=== Exercise instructions ===
Rewrite the stretch from the line containing "instance of the sky" through the end of the lines, substituting "marker" for "pin" and leaving everything else unchanged.
## Begin Task input
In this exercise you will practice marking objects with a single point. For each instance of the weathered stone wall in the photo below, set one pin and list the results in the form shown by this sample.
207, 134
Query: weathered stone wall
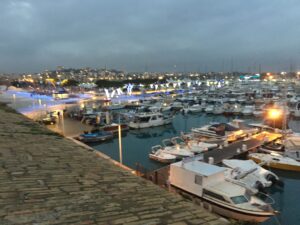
47, 179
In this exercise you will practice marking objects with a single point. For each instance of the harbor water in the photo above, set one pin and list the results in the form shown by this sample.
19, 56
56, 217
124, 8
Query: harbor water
136, 145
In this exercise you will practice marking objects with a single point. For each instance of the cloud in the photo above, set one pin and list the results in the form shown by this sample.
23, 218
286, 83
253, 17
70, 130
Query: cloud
129, 34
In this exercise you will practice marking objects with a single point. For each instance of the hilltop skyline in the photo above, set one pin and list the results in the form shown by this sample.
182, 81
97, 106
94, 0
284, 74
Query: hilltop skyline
158, 36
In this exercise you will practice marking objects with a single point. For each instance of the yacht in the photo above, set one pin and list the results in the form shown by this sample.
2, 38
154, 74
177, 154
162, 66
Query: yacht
158, 154
196, 108
193, 145
218, 109
275, 160
144, 120
209, 109
226, 198
220, 130
248, 110
178, 149
96, 136
247, 173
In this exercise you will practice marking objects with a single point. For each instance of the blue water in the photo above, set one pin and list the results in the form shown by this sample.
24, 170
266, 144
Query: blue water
136, 145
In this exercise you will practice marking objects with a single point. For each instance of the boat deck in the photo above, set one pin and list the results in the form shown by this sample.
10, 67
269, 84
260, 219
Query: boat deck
240, 147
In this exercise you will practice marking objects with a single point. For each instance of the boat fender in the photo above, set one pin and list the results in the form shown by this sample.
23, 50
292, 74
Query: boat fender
271, 178
259, 186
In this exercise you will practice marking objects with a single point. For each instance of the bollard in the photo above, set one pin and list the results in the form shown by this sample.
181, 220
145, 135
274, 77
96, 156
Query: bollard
244, 147
226, 143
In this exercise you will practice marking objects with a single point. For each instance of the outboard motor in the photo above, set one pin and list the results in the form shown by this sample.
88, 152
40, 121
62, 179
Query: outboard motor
272, 178
259, 186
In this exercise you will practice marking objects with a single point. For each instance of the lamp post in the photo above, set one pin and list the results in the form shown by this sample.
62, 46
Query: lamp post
274, 114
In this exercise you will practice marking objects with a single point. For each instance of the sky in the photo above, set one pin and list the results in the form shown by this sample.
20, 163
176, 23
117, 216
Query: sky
150, 35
## End Task input
=== Answer for this exercise ===
In this exercise you will practice marking objects with a single point. For each instance of the sky in the photo above, set one marker and list the results in the form shown by this sample.
20, 163
176, 23
117, 216
Query: sky
150, 35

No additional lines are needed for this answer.